[Dataset entries]
:::::

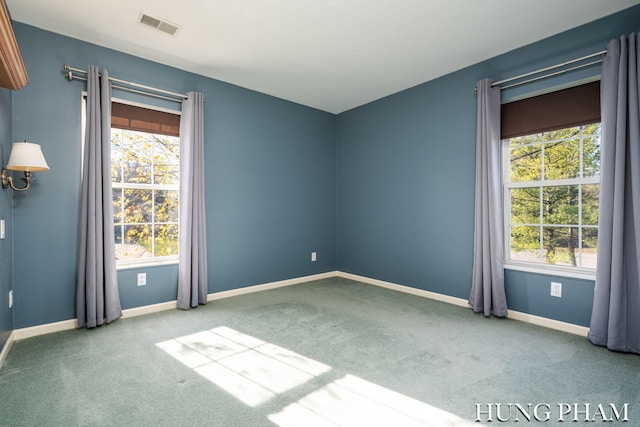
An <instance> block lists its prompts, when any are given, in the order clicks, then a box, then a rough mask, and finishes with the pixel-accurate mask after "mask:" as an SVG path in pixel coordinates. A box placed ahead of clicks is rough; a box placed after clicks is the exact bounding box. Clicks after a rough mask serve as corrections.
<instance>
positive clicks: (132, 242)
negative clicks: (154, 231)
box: [122, 224, 153, 258]
mask: <svg viewBox="0 0 640 427" xmlns="http://www.w3.org/2000/svg"><path fill="white" fill-rule="evenodd" d="M124 239H125V241H124V245H123V248H122V249H123V255H124V257H126V258H148V257H151V256H152V253H153V252H152V250H153V249H152V247H151V226H150V225H146V224H145V225H125V227H124Z"/></svg>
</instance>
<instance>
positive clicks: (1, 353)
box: [0, 331, 14, 368]
mask: <svg viewBox="0 0 640 427" xmlns="http://www.w3.org/2000/svg"><path fill="white" fill-rule="evenodd" d="M13 335H14V333H13V331H12V332H11V333H10V334H9V338H8V339H7V342H6V343H4V347H2V351H0V368H2V365H3V364H4V360H5V359H6V358H7V355H8V354H9V350H11V346H12V345H13V341H14V337H13Z"/></svg>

:::::

Please retype the records above exactly, but leave out any pictures.

An <instance> block lists its prompts, when any are given, in the order clicks, then a box, then a rough mask, and finishes with the pixel-accurate mask after "mask:" as an SVG path in pixel coordinates. A box placed ahead of clicks is rough; a box placed after clicks is the exact bounding box. Clicks after a rough mask serve as corrections.
<instance>
positive clicks: (132, 242)
negative clicks: (154, 231)
box: [122, 224, 153, 258]
mask: <svg viewBox="0 0 640 427" xmlns="http://www.w3.org/2000/svg"><path fill="white" fill-rule="evenodd" d="M124 239H125V241H124V245H123V248H122V249H123V255H124V257H126V258H148V257H151V256H152V253H153V252H152V250H153V249H152V247H151V226H150V225H146V224H145V225H125V227H124Z"/></svg>
</instance>
<instance>
positive clicks: (1, 353)
box: [0, 331, 14, 368]
mask: <svg viewBox="0 0 640 427" xmlns="http://www.w3.org/2000/svg"><path fill="white" fill-rule="evenodd" d="M13 335H14V333H13V331H12V332H11V333H10V334H9V338H8V339H7V342H6V343H4V347H2V351H0V368H2V365H3V364H4V360H5V359H6V358H7V355H8V354H9V350H11V346H12V345H13V341H14V337H13Z"/></svg>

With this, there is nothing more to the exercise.